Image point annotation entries
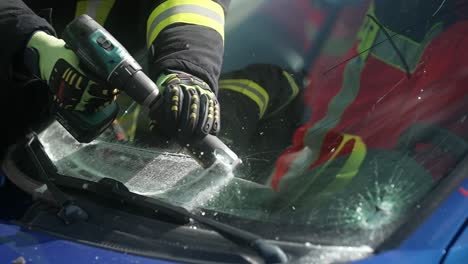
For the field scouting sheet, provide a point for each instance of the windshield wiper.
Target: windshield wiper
(69, 211)
(113, 189)
(269, 252)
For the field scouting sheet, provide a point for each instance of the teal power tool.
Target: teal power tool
(104, 56)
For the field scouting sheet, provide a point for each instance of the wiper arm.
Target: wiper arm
(113, 189)
(69, 211)
(269, 252)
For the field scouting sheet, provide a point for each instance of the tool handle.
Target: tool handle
(104, 56)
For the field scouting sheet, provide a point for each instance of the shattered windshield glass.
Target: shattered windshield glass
(345, 114)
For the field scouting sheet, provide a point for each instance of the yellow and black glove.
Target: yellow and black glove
(72, 88)
(189, 109)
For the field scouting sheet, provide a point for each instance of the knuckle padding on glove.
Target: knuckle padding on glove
(170, 115)
(205, 124)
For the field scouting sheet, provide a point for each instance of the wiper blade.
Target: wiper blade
(113, 189)
(269, 252)
(69, 211)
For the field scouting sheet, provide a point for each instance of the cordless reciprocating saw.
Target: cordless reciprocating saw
(105, 57)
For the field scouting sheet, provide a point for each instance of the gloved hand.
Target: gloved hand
(189, 109)
(72, 88)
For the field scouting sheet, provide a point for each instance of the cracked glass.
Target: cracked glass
(363, 116)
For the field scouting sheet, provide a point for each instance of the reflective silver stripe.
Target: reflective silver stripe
(194, 9)
(412, 51)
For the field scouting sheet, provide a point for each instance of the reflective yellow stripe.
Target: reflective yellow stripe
(352, 164)
(97, 9)
(249, 94)
(205, 13)
(250, 89)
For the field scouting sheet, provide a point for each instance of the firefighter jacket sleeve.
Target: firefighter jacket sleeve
(17, 23)
(269, 88)
(188, 36)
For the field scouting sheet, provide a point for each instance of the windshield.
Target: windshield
(345, 114)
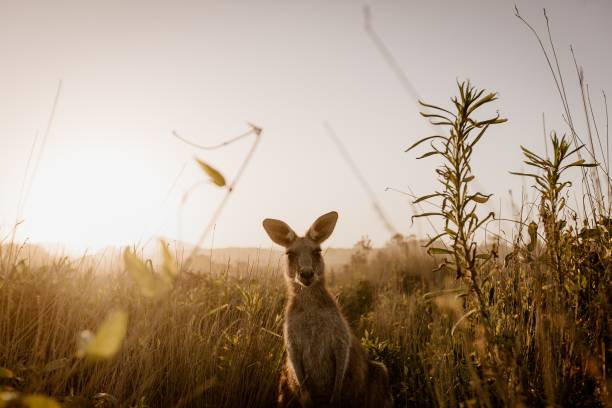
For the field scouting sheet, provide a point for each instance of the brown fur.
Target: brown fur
(326, 366)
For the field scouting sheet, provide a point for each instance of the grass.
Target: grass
(520, 322)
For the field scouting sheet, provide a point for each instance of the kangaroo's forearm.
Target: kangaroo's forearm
(296, 364)
(342, 359)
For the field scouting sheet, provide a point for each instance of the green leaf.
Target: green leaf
(434, 239)
(428, 154)
(427, 215)
(108, 338)
(424, 140)
(532, 229)
(468, 314)
(480, 198)
(216, 177)
(40, 401)
(426, 197)
(439, 251)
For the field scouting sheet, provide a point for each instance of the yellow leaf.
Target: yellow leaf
(216, 177)
(6, 373)
(150, 285)
(169, 270)
(108, 338)
(40, 401)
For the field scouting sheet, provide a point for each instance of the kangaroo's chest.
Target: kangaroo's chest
(313, 337)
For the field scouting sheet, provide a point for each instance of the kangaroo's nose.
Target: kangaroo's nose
(307, 273)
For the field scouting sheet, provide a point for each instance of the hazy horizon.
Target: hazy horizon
(132, 73)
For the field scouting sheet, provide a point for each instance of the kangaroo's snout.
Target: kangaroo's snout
(306, 276)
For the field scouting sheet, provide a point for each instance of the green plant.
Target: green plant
(458, 206)
(551, 188)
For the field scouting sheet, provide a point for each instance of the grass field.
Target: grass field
(521, 320)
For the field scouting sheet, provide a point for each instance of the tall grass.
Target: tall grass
(518, 323)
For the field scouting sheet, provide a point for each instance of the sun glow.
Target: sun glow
(87, 199)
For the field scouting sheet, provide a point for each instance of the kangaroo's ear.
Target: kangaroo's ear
(279, 232)
(322, 228)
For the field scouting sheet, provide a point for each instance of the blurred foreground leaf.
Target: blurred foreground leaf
(169, 269)
(108, 338)
(6, 373)
(216, 177)
(40, 401)
(150, 285)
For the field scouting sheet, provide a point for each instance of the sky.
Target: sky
(111, 173)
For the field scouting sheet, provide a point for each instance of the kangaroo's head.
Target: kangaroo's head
(305, 263)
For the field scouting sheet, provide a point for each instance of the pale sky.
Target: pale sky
(134, 71)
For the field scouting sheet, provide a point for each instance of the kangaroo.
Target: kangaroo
(326, 366)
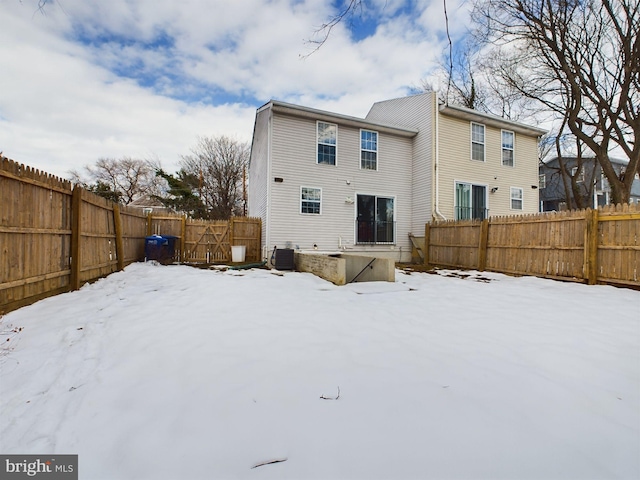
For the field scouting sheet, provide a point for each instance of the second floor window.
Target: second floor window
(310, 200)
(368, 150)
(507, 148)
(327, 141)
(516, 198)
(477, 142)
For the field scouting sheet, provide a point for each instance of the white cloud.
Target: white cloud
(93, 79)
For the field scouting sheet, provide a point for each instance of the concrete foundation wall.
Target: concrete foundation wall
(331, 268)
(344, 268)
(380, 270)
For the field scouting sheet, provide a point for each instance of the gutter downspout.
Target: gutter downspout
(436, 161)
(267, 245)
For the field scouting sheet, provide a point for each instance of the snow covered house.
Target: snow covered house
(331, 182)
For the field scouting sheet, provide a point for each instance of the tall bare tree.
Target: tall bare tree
(218, 163)
(581, 60)
(122, 180)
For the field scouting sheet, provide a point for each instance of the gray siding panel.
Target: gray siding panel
(294, 160)
(416, 111)
(259, 171)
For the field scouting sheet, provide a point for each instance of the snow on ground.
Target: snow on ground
(171, 372)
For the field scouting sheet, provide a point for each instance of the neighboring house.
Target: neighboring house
(322, 180)
(592, 184)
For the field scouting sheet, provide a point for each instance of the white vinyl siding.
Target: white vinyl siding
(259, 166)
(477, 142)
(294, 151)
(416, 111)
(453, 166)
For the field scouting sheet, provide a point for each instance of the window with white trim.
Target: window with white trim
(327, 142)
(579, 176)
(507, 148)
(477, 142)
(368, 150)
(310, 200)
(542, 181)
(516, 198)
(375, 219)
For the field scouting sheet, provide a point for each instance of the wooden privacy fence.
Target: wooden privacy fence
(55, 237)
(205, 241)
(590, 246)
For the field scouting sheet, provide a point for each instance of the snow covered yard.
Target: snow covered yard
(178, 373)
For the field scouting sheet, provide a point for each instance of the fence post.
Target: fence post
(232, 222)
(183, 234)
(482, 247)
(427, 241)
(117, 223)
(76, 231)
(591, 247)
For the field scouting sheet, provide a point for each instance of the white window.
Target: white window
(579, 176)
(327, 143)
(375, 219)
(507, 148)
(516, 198)
(368, 150)
(542, 181)
(477, 142)
(310, 200)
(470, 201)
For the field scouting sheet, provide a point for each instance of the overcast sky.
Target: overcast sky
(87, 79)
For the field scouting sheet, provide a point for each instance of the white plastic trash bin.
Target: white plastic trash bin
(238, 252)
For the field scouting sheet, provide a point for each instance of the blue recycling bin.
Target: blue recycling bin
(161, 248)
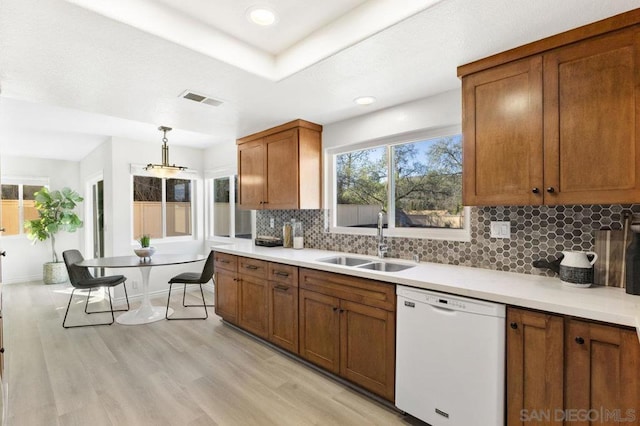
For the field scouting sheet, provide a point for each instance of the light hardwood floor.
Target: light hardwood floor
(164, 373)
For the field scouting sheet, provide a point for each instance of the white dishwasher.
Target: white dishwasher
(449, 358)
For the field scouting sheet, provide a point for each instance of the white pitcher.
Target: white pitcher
(576, 270)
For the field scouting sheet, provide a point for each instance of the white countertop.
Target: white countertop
(608, 304)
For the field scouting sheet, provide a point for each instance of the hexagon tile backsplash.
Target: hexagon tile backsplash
(537, 232)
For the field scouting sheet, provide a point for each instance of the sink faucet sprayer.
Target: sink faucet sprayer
(382, 247)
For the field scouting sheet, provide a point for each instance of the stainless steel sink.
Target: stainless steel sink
(385, 266)
(344, 260)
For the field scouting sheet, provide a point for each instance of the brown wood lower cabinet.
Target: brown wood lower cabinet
(253, 305)
(367, 347)
(253, 296)
(283, 306)
(560, 369)
(347, 326)
(602, 372)
(320, 329)
(226, 292)
(535, 362)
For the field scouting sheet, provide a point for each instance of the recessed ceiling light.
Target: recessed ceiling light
(364, 100)
(261, 15)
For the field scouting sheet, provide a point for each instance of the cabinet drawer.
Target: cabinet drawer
(225, 261)
(361, 290)
(285, 274)
(252, 267)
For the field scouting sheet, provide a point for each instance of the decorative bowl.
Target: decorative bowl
(144, 253)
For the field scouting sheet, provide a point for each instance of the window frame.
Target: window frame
(21, 181)
(447, 234)
(210, 177)
(192, 176)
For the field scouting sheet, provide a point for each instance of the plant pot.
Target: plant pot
(54, 273)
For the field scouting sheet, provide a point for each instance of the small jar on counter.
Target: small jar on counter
(287, 235)
(298, 236)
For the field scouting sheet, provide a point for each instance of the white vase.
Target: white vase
(54, 273)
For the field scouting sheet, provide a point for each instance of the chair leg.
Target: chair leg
(86, 325)
(206, 313)
(166, 313)
(184, 290)
(112, 310)
(126, 296)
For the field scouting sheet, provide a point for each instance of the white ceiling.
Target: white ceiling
(73, 73)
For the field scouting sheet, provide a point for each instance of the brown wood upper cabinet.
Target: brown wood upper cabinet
(281, 168)
(556, 121)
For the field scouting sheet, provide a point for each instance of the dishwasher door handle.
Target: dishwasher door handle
(443, 310)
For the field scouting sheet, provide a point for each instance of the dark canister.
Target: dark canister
(576, 268)
(632, 259)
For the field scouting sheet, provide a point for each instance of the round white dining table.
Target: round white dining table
(146, 313)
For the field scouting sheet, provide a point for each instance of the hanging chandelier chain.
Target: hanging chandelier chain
(164, 169)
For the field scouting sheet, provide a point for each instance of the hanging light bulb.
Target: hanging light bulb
(164, 170)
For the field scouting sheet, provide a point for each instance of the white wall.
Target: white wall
(221, 156)
(24, 260)
(437, 111)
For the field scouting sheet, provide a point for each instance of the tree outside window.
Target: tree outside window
(228, 220)
(421, 180)
(161, 207)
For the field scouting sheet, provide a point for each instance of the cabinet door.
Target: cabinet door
(592, 121)
(283, 315)
(282, 170)
(320, 329)
(534, 366)
(367, 347)
(602, 371)
(226, 292)
(251, 174)
(253, 305)
(502, 129)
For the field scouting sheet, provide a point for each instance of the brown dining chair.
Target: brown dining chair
(81, 279)
(186, 278)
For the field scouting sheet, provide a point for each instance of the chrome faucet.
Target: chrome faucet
(382, 247)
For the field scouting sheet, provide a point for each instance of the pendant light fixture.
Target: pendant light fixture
(165, 169)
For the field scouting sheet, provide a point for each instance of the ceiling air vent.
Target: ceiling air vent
(201, 99)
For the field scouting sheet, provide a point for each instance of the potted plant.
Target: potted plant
(56, 213)
(145, 251)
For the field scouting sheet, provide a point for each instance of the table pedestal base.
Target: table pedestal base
(143, 315)
(146, 313)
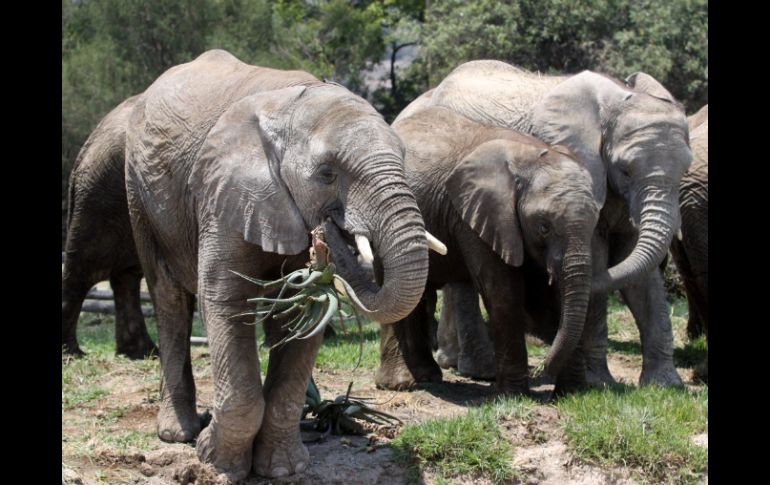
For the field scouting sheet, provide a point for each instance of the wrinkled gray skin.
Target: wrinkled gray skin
(99, 243)
(463, 336)
(513, 213)
(634, 139)
(691, 252)
(228, 167)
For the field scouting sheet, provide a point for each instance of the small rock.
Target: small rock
(146, 470)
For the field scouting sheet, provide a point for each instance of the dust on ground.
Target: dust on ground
(540, 452)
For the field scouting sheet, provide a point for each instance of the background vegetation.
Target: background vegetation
(388, 51)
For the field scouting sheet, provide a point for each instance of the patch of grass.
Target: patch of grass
(129, 441)
(464, 445)
(82, 395)
(649, 429)
(341, 351)
(508, 408)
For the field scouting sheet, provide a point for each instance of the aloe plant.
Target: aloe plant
(336, 417)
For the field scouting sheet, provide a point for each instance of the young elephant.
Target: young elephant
(99, 240)
(632, 136)
(228, 168)
(513, 213)
(691, 252)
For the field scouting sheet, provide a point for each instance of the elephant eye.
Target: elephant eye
(326, 174)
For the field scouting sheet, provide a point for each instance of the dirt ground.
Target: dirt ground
(540, 452)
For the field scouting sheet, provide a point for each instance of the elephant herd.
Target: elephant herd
(548, 192)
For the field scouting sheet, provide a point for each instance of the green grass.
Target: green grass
(342, 351)
(471, 444)
(650, 429)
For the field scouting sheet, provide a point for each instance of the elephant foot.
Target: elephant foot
(446, 360)
(479, 366)
(396, 378)
(513, 386)
(137, 351)
(231, 459)
(178, 425)
(280, 454)
(72, 349)
(598, 375)
(569, 386)
(663, 375)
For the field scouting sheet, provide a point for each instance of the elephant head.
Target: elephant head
(279, 163)
(522, 197)
(635, 139)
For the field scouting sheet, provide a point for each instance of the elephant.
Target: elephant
(633, 136)
(228, 168)
(515, 214)
(690, 254)
(100, 243)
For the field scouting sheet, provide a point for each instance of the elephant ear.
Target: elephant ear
(482, 190)
(238, 173)
(645, 83)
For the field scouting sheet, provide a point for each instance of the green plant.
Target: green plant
(336, 417)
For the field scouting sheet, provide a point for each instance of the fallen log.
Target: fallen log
(108, 307)
(95, 294)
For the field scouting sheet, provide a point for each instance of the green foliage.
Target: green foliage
(112, 50)
(649, 428)
(668, 40)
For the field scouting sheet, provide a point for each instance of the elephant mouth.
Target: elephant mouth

**Required task:**
Beginning at the line that holds "the elephant herd.", reproduce each line of the records above down to and including the last one.

**Complete response:**
For the field scouting sheet, provide a point for each instance of the elephant herd.
Target: elephant herd
(548, 192)
For the field scouting sheet, provide a point for each instance of the green grass.
Target: green grass
(342, 351)
(471, 444)
(650, 429)
For the field scouting sheet, provide a point for each instance of the elephant foot.
Target: elephant foot
(446, 360)
(479, 366)
(396, 378)
(513, 386)
(137, 351)
(231, 459)
(178, 425)
(280, 454)
(72, 349)
(598, 375)
(569, 386)
(663, 375)
For the field scouting sheet, provide a point for each instance of the elephant head.
Target: elephant head
(279, 163)
(522, 197)
(635, 139)
For the field scouting sheet, provide a point for each instance of the elephant.
Target: elephant
(633, 136)
(228, 168)
(515, 214)
(690, 254)
(100, 243)
For the field scouting sheet, provide a point for each instance of the elephant ear.
Target: elephant ear
(482, 190)
(238, 173)
(645, 83)
For the field scouting sheet, provide a point for each instance of the green plant.
Target: green plant
(336, 417)
For the field scouting sheet, provide a point for each instance of the fallen log.
Target: fallen log
(108, 307)
(95, 294)
For the field scouting sheet, provide a point for each instance of the green foliage.
Target: green foliage
(112, 50)
(649, 428)
(668, 40)
For the field scouting sheet, provide a point for each instance of the elephant mouth.
Target: elephant mouth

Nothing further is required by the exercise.